WORK ITEM =
Retype exactly the lines that run from the start of the data to the line holding "the framed billiard", including both, and only those.

DATA: Begin

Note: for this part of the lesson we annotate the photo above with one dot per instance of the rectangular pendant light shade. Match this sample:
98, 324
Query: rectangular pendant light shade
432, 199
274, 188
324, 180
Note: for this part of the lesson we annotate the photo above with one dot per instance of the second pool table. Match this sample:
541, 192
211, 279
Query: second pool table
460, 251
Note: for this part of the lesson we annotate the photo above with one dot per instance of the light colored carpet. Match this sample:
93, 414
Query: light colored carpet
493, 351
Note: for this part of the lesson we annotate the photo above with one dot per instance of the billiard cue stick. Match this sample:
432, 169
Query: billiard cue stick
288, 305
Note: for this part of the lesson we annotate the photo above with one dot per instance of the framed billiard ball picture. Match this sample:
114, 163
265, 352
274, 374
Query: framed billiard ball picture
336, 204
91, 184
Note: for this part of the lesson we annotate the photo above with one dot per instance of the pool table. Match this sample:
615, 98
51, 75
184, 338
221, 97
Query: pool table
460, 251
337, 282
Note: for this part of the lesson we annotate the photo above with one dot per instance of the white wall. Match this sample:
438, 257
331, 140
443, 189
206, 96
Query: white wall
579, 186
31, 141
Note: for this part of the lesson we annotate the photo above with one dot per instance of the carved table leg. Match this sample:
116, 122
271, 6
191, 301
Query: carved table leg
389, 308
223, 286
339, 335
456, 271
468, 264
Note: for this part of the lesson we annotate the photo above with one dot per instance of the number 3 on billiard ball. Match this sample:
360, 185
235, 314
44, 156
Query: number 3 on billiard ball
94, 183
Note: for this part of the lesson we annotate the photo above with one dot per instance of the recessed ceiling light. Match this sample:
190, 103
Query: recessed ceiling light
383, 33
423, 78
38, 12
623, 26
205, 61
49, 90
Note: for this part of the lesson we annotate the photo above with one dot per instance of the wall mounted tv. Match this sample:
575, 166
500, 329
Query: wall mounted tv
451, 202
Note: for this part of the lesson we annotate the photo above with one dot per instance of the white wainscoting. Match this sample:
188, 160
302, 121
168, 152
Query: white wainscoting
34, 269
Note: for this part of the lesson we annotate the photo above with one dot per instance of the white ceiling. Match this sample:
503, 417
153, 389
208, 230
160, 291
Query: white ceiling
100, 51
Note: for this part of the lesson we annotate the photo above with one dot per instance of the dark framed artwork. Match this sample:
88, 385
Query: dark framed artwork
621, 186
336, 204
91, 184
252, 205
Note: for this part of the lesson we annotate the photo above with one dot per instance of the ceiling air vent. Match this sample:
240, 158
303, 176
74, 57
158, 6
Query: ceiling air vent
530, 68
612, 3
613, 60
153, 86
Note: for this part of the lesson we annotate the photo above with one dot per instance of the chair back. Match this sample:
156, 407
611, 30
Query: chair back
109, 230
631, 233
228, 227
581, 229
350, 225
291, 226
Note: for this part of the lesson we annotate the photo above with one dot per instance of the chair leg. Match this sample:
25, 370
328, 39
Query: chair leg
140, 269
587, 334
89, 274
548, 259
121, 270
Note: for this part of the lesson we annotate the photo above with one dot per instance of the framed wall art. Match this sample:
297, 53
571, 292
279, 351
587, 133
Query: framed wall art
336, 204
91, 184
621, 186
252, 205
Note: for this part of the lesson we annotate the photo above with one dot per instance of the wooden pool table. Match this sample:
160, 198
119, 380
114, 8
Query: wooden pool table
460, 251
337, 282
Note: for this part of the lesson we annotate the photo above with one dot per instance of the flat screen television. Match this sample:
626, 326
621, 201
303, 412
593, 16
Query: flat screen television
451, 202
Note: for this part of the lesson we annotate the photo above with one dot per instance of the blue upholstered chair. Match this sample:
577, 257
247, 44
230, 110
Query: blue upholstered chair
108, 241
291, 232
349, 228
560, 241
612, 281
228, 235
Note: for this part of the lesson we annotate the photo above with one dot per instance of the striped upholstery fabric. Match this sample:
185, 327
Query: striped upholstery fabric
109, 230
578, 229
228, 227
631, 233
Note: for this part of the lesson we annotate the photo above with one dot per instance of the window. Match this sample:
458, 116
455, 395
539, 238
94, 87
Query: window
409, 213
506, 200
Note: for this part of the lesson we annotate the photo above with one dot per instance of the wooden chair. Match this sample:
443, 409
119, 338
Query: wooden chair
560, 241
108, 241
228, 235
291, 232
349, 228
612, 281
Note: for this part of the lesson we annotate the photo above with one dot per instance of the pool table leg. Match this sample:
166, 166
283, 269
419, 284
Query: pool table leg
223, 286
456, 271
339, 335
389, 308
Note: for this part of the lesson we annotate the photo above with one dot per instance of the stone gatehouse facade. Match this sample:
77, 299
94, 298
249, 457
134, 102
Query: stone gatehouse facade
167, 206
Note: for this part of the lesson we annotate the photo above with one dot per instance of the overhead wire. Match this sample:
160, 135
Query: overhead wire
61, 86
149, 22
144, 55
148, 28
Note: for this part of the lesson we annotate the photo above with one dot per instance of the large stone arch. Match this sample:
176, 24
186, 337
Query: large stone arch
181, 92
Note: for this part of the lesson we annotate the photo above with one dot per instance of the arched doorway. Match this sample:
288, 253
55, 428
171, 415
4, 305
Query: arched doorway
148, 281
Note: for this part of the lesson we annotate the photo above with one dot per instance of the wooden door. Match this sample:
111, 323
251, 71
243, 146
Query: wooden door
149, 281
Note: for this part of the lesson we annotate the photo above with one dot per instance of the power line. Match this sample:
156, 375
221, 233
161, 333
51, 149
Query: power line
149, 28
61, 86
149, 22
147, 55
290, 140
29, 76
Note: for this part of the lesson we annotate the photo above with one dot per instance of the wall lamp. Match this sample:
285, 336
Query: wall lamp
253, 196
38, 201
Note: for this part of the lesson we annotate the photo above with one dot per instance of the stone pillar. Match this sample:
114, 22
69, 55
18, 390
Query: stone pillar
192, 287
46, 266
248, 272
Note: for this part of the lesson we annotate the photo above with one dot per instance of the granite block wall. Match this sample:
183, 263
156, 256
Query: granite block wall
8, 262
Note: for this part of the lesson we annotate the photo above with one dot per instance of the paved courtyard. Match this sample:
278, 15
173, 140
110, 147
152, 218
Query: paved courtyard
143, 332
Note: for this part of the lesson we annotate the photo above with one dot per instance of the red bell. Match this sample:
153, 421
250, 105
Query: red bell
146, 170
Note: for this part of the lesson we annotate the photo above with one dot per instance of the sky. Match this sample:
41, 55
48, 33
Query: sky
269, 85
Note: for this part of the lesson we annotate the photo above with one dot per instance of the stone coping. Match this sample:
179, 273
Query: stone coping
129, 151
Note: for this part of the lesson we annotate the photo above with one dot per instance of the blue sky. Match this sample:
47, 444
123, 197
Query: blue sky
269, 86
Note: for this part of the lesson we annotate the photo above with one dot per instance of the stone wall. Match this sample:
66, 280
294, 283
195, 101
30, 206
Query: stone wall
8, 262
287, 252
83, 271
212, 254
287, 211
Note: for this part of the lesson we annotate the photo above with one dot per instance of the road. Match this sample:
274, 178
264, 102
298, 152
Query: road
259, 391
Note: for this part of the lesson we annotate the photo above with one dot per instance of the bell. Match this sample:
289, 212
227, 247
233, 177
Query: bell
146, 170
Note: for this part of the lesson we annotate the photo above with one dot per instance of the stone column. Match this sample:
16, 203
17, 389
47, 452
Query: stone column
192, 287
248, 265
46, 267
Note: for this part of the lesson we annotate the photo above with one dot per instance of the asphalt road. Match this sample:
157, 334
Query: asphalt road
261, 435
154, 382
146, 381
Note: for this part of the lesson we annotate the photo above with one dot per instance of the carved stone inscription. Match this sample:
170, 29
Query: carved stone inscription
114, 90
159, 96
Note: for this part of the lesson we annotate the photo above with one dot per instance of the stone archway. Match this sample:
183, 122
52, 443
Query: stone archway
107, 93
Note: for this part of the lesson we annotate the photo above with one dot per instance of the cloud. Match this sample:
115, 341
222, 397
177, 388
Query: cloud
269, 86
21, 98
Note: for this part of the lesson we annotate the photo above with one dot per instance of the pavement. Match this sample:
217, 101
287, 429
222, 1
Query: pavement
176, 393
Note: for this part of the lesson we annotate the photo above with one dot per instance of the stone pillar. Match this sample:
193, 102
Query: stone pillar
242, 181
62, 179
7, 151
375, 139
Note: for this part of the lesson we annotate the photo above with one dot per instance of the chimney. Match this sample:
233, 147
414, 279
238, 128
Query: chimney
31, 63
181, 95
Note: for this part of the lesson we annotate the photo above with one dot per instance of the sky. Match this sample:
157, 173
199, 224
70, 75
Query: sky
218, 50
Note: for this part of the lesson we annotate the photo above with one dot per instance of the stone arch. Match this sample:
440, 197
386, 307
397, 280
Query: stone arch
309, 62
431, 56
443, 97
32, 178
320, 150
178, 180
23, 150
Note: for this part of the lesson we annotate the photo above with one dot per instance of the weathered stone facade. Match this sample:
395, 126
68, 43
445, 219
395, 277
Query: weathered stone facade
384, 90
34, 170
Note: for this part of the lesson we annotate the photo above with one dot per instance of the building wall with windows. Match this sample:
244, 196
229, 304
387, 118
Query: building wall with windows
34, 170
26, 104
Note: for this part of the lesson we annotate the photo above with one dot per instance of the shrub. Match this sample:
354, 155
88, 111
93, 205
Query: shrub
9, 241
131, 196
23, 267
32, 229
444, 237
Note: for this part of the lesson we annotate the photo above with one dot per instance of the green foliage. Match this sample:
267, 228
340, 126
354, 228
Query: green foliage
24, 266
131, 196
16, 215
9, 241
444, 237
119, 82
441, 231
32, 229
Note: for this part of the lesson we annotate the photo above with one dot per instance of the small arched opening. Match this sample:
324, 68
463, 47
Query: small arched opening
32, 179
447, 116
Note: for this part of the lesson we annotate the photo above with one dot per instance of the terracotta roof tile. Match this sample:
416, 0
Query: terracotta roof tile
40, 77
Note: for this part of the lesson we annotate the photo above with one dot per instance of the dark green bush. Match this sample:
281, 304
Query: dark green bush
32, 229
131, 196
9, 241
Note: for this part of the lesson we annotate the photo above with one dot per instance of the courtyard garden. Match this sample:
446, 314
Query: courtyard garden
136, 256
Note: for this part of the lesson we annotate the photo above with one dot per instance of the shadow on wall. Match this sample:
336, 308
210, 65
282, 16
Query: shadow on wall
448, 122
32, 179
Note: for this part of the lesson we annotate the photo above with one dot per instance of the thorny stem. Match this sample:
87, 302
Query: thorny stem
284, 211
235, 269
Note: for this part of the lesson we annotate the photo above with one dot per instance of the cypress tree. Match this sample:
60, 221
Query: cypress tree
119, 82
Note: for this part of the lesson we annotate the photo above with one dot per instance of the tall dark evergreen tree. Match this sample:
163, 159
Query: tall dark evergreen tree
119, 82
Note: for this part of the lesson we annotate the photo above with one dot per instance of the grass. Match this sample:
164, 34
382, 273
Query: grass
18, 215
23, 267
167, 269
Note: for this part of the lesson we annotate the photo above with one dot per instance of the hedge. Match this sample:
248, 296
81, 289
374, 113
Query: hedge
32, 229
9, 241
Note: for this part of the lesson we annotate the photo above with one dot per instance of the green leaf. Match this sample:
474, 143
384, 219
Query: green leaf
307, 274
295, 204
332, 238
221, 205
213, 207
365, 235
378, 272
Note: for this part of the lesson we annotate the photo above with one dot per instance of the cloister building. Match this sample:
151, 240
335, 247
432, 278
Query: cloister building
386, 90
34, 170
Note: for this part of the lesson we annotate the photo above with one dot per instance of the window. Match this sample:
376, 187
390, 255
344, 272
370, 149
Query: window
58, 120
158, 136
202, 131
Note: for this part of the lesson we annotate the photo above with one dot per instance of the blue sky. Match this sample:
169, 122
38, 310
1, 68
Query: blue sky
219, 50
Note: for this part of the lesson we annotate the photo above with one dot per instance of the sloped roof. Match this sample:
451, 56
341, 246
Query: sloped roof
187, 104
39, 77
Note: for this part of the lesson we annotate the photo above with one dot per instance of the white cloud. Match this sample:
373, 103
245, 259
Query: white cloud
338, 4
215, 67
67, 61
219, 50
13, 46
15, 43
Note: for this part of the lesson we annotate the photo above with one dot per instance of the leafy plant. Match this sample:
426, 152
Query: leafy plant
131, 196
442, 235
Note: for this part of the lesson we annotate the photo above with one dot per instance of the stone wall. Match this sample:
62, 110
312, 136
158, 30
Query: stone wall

DATA: End

ANSWER SECTION =
Note: for this part of the lesson we annotate the photo above with one dot per instance of the rectangular pendant light shade. Match this sample:
98, 324
Query: rectangular pendant light shade
432, 199
274, 188
324, 180
Note: for this part of the lesson we annotate the photo above with one dot per instance of the second pool table. Match this sample:
541, 192
211, 279
Query: second pool table
460, 251
Note: for this part of the lesson we annotate the photo above with one dot per instance of the light colored carpet. Match this sample:
93, 414
Query: light colored carpet
493, 351
Note: for this part of the lesson we annotate the photo above with one dot per instance of the billiard cue stick. Match this sample:
432, 169
Query: billiard cue stick
288, 305
Note: for this part of the lesson we annotate the photo above with one dot per instance of the framed billiard ball picture. Match this sample:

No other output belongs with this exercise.